I can see this making its way into pop-culture! XD


----------



## Lobar (Dec 4, 2010)

this thread will not end well


----------



## HappyBunny (Dec 4, 2010)

yeah... I predict.... bad.


----------



## Willow (Dec 4, 2010)

You should feel bad.


----------



## CaptainNico (Dec 5, 2010)

That's so terrible. lawl


----------



## Deo (Dec 5, 2010)

That baby had better be born perfectly healthy or you just made an ass of yourself publicly for all the world to see.


----------



## Asswings (Dec 5, 2010)

Why the FUCK do you think that is appropriate, in ANY situation?


----------



## Azure (Dec 5, 2010)

Reminds me of this, also, why u mad FAF?


----------



## Jude (Dec 5, 2010)

Haha, that's so terrible.


----------



## Heliophobic (Dec 5, 2010)

Not someone to laugh at abortion jokes... but that was hilarious.


----------



## kamunt (Dec 5, 2010)

That's so awfully funny.


----------



## Willow (Dec 5, 2010)

Azure said:


> why u mad FAF?


 It wasn't all that funny to begin with.


----------



## Branch (Dec 6, 2010)
◆ ◆ ◆
:: Directive a ::
Reproduce the forum thread above word for word, from its first line to its last.
◆ ◆ ◆
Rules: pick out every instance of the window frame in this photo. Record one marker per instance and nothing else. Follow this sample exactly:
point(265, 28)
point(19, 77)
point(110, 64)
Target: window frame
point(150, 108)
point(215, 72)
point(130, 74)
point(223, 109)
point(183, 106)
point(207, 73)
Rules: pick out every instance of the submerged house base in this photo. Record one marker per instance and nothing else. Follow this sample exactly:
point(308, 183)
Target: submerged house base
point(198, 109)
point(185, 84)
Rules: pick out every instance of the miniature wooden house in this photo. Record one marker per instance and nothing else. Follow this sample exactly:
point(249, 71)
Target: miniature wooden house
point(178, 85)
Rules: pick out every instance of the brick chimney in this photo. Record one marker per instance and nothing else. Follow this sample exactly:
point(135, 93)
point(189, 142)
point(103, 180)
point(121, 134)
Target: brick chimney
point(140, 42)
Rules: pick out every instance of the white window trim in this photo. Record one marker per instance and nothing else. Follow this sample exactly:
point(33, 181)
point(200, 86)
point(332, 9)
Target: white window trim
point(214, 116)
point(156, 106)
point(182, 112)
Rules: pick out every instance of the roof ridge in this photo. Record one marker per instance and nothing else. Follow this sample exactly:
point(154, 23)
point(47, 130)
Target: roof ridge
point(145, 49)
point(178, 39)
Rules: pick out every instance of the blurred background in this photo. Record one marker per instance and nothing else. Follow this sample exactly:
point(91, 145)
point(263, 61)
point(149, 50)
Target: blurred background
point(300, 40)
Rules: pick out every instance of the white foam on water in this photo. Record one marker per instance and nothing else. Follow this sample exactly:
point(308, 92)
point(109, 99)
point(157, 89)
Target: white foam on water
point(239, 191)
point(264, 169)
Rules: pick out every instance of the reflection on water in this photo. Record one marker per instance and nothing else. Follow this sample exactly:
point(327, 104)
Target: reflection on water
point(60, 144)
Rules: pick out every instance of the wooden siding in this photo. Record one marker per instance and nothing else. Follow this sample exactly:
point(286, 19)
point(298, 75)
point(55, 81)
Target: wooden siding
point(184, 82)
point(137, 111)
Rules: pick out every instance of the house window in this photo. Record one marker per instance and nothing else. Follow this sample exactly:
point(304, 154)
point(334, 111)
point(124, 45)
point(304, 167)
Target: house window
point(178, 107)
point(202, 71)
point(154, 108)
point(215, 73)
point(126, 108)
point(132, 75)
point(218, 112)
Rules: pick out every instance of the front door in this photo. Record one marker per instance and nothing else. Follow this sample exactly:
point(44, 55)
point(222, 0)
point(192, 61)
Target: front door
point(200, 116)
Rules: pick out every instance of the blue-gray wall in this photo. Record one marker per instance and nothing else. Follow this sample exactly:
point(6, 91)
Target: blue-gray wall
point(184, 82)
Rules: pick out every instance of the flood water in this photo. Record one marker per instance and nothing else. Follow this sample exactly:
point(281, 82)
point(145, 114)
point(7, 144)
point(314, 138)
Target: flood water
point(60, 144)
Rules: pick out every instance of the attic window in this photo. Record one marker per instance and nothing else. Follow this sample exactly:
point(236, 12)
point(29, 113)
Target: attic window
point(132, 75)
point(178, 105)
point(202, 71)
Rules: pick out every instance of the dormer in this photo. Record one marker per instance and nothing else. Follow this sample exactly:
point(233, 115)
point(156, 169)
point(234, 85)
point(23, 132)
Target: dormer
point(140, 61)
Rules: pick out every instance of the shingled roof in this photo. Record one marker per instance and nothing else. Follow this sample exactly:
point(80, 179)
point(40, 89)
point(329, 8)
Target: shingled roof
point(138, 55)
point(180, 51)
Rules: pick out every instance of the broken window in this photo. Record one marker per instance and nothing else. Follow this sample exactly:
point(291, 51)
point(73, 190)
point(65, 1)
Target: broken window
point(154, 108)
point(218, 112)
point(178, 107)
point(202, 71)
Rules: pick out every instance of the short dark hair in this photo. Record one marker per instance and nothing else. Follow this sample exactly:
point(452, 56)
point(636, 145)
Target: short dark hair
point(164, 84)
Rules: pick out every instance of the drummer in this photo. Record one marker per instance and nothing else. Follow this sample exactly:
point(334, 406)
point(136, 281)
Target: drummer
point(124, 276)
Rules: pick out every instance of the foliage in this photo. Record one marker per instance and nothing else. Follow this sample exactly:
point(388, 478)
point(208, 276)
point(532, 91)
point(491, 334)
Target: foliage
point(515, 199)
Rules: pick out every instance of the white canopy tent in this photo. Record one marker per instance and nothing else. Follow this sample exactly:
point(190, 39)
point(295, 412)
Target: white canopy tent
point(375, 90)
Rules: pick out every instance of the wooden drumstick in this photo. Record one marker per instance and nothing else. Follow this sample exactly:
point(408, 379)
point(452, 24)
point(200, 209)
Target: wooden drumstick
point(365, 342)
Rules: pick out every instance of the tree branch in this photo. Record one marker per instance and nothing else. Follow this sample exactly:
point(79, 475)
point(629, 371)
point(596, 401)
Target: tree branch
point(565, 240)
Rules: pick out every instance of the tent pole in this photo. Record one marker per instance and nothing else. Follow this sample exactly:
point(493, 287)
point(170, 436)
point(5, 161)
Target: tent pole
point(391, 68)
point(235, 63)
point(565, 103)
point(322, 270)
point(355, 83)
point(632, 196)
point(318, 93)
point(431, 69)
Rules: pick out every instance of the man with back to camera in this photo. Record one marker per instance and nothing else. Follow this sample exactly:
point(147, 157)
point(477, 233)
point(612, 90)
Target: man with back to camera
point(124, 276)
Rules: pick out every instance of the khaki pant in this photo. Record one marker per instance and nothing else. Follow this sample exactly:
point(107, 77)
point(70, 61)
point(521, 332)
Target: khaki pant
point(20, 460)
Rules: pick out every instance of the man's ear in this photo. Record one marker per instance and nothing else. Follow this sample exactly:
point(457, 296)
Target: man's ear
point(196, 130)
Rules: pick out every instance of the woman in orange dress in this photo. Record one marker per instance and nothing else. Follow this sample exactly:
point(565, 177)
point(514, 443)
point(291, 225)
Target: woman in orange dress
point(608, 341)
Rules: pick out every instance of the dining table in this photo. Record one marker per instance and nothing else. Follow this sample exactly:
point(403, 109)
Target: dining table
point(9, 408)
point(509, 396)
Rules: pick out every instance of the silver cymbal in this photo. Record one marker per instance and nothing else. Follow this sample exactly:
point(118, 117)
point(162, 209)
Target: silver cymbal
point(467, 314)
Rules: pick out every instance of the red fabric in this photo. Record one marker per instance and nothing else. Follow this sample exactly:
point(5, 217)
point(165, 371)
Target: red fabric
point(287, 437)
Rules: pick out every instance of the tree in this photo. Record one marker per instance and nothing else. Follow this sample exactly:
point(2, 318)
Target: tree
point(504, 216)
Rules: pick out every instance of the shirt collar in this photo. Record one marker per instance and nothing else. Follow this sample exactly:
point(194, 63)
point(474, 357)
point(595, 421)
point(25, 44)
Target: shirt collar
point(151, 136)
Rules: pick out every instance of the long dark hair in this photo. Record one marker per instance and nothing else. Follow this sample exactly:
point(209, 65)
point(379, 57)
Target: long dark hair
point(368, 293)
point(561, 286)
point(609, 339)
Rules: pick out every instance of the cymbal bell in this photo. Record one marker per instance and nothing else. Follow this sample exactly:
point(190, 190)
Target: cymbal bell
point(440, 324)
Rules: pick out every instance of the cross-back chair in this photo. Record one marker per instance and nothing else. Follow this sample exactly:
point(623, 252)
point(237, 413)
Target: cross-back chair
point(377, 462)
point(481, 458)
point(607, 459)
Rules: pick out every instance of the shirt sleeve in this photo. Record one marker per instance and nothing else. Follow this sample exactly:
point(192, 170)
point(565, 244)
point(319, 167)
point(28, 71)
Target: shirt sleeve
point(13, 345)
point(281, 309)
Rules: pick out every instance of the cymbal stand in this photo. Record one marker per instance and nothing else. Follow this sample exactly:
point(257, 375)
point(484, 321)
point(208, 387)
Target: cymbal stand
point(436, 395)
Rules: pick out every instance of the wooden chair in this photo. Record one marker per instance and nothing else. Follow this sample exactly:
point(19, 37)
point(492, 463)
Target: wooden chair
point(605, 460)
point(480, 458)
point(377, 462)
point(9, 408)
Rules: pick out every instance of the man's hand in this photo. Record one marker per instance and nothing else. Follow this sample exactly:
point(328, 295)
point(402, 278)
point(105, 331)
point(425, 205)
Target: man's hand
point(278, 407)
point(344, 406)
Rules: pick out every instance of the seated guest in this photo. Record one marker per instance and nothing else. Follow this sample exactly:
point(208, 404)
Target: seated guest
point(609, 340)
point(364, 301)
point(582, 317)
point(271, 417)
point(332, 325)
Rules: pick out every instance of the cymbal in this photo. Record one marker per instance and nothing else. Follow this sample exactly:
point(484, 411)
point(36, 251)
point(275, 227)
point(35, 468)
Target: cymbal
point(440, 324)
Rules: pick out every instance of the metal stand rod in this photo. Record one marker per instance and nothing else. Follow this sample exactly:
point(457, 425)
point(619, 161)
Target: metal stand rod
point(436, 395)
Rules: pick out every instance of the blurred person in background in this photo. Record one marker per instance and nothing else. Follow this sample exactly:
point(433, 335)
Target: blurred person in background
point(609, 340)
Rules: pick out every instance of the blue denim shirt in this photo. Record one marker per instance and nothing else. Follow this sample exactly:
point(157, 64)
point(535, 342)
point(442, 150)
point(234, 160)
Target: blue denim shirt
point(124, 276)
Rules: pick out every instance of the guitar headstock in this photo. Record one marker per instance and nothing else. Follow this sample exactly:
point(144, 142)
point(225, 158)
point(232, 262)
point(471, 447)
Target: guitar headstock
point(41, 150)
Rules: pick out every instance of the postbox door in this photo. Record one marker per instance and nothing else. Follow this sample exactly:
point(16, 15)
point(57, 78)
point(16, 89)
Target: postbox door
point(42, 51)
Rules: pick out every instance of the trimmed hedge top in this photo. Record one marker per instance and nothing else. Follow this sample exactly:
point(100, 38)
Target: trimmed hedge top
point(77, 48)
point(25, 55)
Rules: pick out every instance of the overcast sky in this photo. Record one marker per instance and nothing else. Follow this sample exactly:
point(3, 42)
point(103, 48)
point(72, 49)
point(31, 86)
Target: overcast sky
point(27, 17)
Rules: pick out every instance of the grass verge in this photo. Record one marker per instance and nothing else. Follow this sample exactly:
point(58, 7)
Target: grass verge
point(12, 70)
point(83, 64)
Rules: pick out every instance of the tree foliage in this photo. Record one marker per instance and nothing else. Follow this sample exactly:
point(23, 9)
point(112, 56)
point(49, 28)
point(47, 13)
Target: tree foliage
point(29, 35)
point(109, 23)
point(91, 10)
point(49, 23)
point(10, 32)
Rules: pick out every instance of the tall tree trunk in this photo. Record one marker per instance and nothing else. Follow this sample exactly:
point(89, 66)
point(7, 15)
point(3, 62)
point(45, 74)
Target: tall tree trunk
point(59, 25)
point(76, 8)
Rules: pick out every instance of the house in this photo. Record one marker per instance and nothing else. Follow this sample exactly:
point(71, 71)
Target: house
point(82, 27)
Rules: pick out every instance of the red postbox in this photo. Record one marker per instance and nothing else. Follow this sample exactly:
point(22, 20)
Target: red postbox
◆ ◆ ◆
:: Directive b ::
Quote the records exactly, starting at their first line and stopping after the line that contains "point(178, 39)". Give only those lines.

:: Complete output a ::
I can see this making its way into pop-culture! XD


----------



## Lobar (Dec 4, 2010)

this thread will not end well


----------



## HappyBunny (Dec 4, 2010)

yeah... I predict.... bad.


----------



## Willow (Dec 4, 2010)

You should feel bad.


----------



## CaptainNico (Dec 5, 2010)

That's so terrible. lawl


----------



## Deo (Dec 5, 2010)

That baby had better be born perfectly healthy or you just made an ass of yourself publicly for all the world to see.


----------



## Asswings (Dec 5, 2010)

Why the FUCK do you think that is appropriate, in ANY situation?


----------



## Azure (Dec 5, 2010)

Reminds me of this, also, why u mad FAF?


----------



## Jude (Dec 5, 2010)

Haha, that's so terrible.


----------



## Heliophobic (Dec 5, 2010)

Not someone to laugh at abortion jokes... but that was hilarious.


----------



## kamunt (Dec 5, 2010)

That's so awfully funny.


----------



## Willow (Dec 5, 2010)

Azure said:


> why u mad FAF?


 It wasn't all that funny to begin with.


----------



## Branch (Dec 6, 2010)

:: Complete output b ::
Rules: pick out every instance of the window frame in this photo. Record one marker per instance and nothing else. Follow this sample exactly:
point(265, 28)
point(19, 77)
point(110, 64)
Target: window frame
point(150, 108)
point(215, 72)
point(130, 74)
point(223, 109)
point(183, 106)
point(207, 73)
Rules: pick out every instance of the submerged house base in this photo. Record one marker per instance and nothing else. Follow this sample exactly:
point(308, 183)
Target: submerged house base
point(198, 109)
point(185, 84)
Rules: pick out every instance of the miniature wooden house in this photo. Record one marker per instance and nothing else. Follow this sample exactly:
point(249, 71)
Target: miniature wooden house
point(178, 85)
Rules: pick out every instance of the brick chimney in this photo. Record one marker per instance and nothing else. Follow this sample exactly:
point(135, 93)
point(189, 142)
point(103, 180)
point(121, 134)
Target: brick chimney
point(140, 42)
Rules: pick out every instance of the white window trim in this photo. Record one marker per instance and nothing else. Follow this sample exactly:
point(33, 181)
point(200, 86)
point(332, 9)
Target: white window trim
point(214, 116)
point(156, 106)
point(182, 112)
Rules: pick out every instance of the roof ridge in this photo. Record one marker per instance and nothing else. Follow this sample exactly:
point(154, 23)
point(47, 130)
Target: roof ridge
point(145, 49)
point(178, 39)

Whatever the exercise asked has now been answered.